Records supplied: Begin
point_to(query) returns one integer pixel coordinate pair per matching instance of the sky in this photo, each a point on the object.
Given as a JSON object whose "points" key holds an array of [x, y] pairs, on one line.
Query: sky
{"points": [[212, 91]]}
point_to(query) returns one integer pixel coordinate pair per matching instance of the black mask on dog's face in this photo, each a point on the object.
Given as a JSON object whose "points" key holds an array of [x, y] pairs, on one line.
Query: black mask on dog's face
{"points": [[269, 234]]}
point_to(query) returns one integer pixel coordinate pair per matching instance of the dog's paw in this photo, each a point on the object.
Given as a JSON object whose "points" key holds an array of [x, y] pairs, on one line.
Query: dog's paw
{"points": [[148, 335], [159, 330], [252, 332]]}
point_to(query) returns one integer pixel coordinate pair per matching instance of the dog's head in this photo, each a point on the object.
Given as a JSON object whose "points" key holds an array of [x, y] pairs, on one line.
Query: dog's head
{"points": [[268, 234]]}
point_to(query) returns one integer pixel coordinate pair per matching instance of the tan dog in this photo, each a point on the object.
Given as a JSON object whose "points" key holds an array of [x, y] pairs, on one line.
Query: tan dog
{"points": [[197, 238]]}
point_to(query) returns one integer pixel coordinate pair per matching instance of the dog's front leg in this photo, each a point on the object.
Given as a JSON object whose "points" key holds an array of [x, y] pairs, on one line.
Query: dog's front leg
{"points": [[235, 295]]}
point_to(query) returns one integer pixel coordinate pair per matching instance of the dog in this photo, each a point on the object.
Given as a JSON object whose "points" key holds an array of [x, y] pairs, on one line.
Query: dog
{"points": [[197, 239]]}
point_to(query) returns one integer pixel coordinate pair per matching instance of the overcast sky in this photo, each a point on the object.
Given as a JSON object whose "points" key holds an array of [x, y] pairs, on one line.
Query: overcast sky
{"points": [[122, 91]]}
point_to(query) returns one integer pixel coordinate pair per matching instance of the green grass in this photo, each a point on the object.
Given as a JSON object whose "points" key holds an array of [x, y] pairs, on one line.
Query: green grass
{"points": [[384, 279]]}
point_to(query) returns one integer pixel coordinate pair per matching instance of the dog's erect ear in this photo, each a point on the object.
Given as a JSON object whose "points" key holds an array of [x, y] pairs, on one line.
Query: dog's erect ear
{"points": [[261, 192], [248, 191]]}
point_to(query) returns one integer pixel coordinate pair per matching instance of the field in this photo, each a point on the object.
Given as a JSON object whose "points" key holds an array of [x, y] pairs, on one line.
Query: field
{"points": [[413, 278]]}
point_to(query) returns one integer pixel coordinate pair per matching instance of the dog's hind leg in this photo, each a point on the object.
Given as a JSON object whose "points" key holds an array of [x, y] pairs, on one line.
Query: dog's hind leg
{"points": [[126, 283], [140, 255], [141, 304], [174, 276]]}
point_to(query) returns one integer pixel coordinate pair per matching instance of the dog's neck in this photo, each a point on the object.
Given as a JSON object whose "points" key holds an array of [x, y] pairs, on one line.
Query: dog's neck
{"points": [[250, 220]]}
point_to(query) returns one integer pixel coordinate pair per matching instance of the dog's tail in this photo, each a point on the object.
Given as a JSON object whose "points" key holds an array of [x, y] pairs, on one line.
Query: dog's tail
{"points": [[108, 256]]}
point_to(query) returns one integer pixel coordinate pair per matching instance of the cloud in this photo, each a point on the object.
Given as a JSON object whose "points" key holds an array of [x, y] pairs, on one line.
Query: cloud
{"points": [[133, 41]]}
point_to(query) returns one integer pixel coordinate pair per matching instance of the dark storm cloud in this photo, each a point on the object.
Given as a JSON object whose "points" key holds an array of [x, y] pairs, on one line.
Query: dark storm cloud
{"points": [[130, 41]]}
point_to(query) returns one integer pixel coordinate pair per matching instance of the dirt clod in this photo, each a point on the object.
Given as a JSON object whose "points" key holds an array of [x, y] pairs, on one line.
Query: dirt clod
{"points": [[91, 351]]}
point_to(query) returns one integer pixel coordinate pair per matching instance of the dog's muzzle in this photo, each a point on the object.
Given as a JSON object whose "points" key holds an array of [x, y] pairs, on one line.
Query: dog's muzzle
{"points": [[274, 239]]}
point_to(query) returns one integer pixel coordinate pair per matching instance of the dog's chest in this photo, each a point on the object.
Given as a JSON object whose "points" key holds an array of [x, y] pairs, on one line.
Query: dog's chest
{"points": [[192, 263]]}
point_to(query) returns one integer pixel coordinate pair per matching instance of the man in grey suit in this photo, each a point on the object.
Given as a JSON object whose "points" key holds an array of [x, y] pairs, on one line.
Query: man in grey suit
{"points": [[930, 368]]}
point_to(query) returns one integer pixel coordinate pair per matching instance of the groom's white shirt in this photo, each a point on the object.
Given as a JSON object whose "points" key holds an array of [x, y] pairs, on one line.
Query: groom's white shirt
Records supplied: End
> [Task requirements] Write out a verbatim copy of the data, beginning with its first line and ending with the line that contains "of the black".

> [Exercise solution]
point_to(query) returns one integer pixel coordinate pair per matching instance of the sky in this photo, each a point on the object.
Given as a JSON object whose "points" key holds an array of [x, y] pairs, on one line.
Query: sky
{"points": [[212, 91]]}
point_to(query) returns one integer pixel coordinate pair per matching instance of the black mask on dog's face in this photo, each a point on the object.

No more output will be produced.